▼

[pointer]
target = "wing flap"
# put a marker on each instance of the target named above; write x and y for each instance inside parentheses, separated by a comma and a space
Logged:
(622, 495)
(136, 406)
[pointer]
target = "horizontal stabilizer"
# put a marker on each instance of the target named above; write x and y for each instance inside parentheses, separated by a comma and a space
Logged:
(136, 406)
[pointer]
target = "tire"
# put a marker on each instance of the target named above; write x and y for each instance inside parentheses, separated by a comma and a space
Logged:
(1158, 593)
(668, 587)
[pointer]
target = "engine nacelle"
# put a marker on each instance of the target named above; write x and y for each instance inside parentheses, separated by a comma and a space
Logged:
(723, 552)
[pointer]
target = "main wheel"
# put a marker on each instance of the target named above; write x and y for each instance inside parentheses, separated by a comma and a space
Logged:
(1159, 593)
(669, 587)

▲

* **What is required**:
Each line of the listing above should be output exactly.

* **Solution for this problem**:
[pointer]
target = "wing flap"
# put a marker on each instance of the target named above; write x and y for each instance inside parentheses, separated by a comma and a space
Logged:
(622, 495)
(136, 406)
[pointer]
target = "horizontal stabilizer"
# put a marker on each instance of the target named above; write x and y for each instance inside parentheses, separated by a comma and a space
Logged:
(136, 406)
[pointer]
target = "tire"
# put a marker on each instance of the target named above; write x and y for each instance inside parentheses, separated by a comma and a space
Logged:
(1158, 593)
(668, 587)
[pointer]
target = "engine nacelle"
# put a marker on each instance of the target named above; write x and y for each instance inside parentheses, separated by a comma and a space
Logged:
(723, 552)
[pointer]
target = "main wheel"
# put a marker on each instance of the target named above; write x and y for each instance inside parentheses, separated by a comma and a space
Logged:
(1159, 593)
(669, 587)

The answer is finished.